» Document excerpt
────────

We all know what it means to be tempted, and we all know that one source of temptation is malevolent beings whose object is to tear us down morally and spiritually. But sometimes we fall into wrong thinking about spiritual warfare. Let us consider three common misconceptions.
1. We must all contend with Satan.
No, most of us will never meet Satan. The devil does not have the divine attribute of omnipresence. His existence at a given time is bound to a specific location. Right now it is likely that he is either in heaven before the Throne, where God allows him to bring accusations against the saints (Rev. 12:10), or on earth at the headquarters of his command over principalities and powers. Much of his time is no doubt spent in reviewing and superintending his large program to extend his control over mankind and to frustrate the work of the gospel. You as an individual Christian may never come to his notice. All your encounters with powers of darkness may be limited to his underlings. We know from Paul that our opponent is not one or a few evil spirits, but a full army under a hierarchy of commanders (Eph. 6:12). We have no clear idea how Satan’s forces are disposed on the battlefield, but perhaps some of his host have been assigned to trouble your particular church or your particular family. Paul reveals that one demon had no other job but to trouble Paul (2 Cor. 12:7).
But although it is unlikely you will meet Satan, it is certainly not impossible. He is not always aloof from the lives of real people. Rather, he takes such an active role in spiritual warfare that Scripture compares him to a lion roaming about "seeking whom he may devour" (1 Pet. 5:8). It says also that he showed Jesus "all the kingdoms of the world in a moment of time" (Luke 4:5). This astounding feat suggests that despite the confinement of his existence to the present moment, time moves more slowly for him than for us. Therefore, in a brief time from our perspective, he can travel far and have a wide impact.
2. Satan can do whatever he wants to us.
No, around every believer is a shield of protection afforded by good angels, commonly known as guardian angels (Ps. 34:7; 91:10-12). The defensive wall is sometimes called the hedge of protection. Satan can breach the hedge only by obtaining God’s permission. The story of Job illustrates the procedure Satan must go through before he can wield his weapons against a saint (Job 1:6-12). The reason Peter fell into the sin of denying Christ is that Satan had previously gained permission to sift him like wheat (Luke 22:31-2). Satan had gone before the Throne and convinced the Father that Peter’s temptation was necessary.
The devil’s case for temptation generally takes the form of an accusation against the saint, alleging that he is unworthy of the favor that the Father has bestowed upon him. The temptation or trial he wishes to manufacture in the saint’s life will, he argues, prove that the Father cannot depend on that person’s love and loyalty. It will prove, moreover, as Satan has always insisted before God and the angels, that God has a double standard. Lucifer and his angelic followers were wonderful creatures with an unblemished record, yet God judged them severely for a minor offense and never offered forgiveness, whereas he wants to forgive and exalt man, a despicably stupid creature of mortal flesh and blood whose heart has always been a cesspool of wickedness. Satan's opinion of mankind is reflected in the words that an evil spirit, probably Satan himself, spoke to Job’s friend Eliphaz (Job 4:12-21).

────────

» Record extracts
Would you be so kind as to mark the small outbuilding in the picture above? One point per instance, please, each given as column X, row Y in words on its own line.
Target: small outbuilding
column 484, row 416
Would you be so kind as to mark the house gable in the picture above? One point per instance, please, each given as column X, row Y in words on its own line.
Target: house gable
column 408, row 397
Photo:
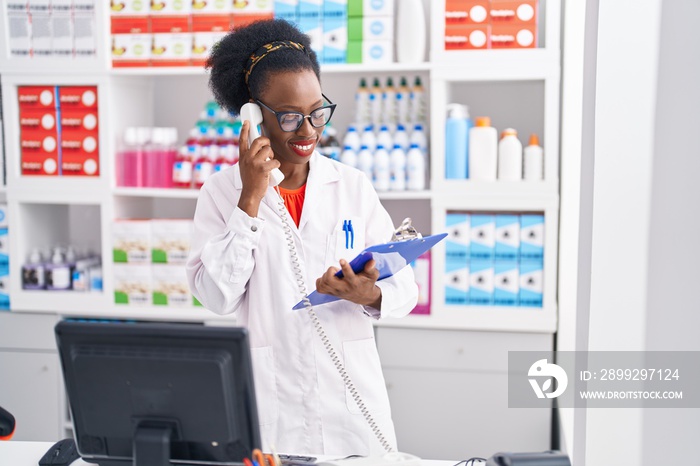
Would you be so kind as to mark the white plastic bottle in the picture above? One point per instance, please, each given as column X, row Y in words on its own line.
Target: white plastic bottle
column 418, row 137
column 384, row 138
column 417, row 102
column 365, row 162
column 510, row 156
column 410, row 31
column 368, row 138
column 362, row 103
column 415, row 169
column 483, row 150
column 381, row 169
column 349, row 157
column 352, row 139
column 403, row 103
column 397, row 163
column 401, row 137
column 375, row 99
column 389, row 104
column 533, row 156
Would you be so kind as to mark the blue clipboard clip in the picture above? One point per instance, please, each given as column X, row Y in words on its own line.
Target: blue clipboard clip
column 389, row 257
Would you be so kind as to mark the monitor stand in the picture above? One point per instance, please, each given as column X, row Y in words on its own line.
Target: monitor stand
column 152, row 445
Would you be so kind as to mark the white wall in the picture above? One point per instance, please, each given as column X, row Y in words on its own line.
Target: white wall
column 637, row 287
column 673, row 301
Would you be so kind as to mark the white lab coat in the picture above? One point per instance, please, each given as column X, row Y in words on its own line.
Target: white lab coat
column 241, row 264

────────

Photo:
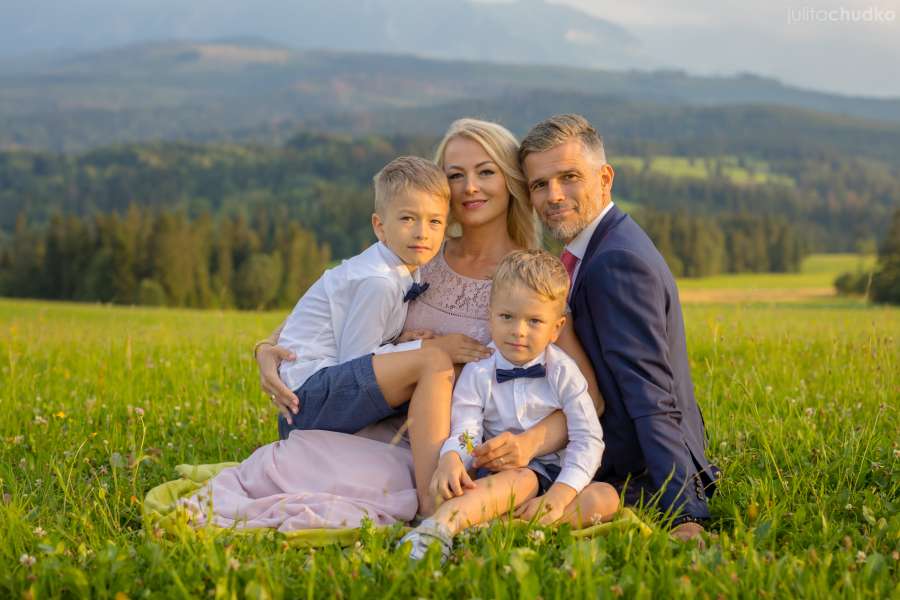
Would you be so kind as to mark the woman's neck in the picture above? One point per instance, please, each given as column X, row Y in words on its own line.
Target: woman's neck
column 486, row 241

────────

» Prompt
Reproduce the part of the spiritual warfare text starting with "No, around every" and going on through "temptation was necessary.".

» Answer to this task
No, around every believer is a shield of protection afforded by good angels, commonly known as guardian angels (Ps. 34:7; 91:10-12). The defensive wall is sometimes called the hedge of protection. Satan can breach the hedge only by obtaining God’s permission. The story of Job illustrates the procedure Satan must go through before he can wield his weapons against a saint (Job 1:6-12). The reason Peter fell into the sin of denying Christ is that Satan had previously gained permission to sift him like wheat (Luke 22:31-2). Satan had gone before the Throne and convinced the Father that Peter’s temptation was necessary.